**** Data for this exercise ****

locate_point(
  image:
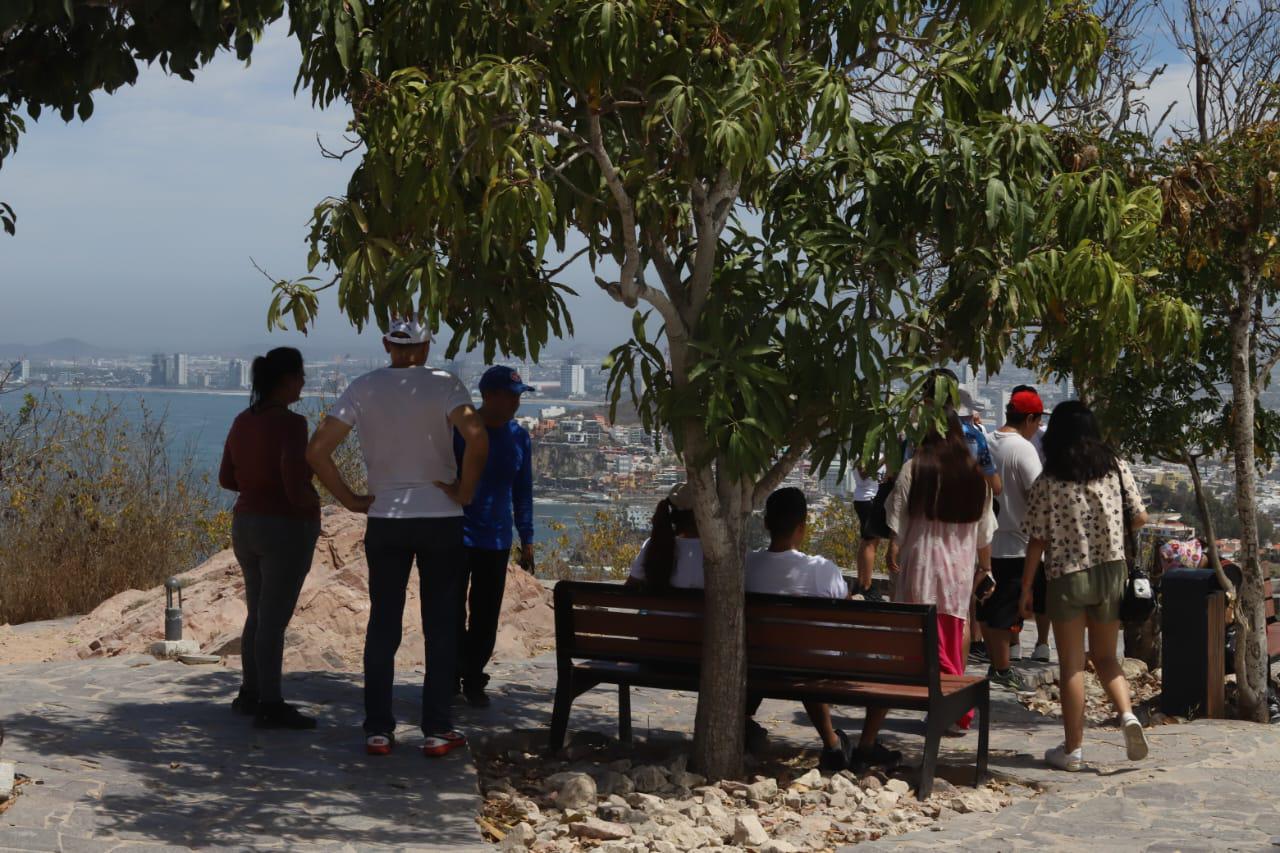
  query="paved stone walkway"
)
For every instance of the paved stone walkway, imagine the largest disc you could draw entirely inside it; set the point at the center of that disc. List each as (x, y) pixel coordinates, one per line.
(132, 753)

****

> _Work instructions_: Which lines run from the one containing "For every instance" through the end of the material? Output exactly those lines and no others.

> _Completed exercise_:
For every instance of the paved stone walkway, imagine the largest disc you could draw entirely inside it; set the point at the center of that disc. List each as (x, y) pixel coordinates, one per line.
(132, 753)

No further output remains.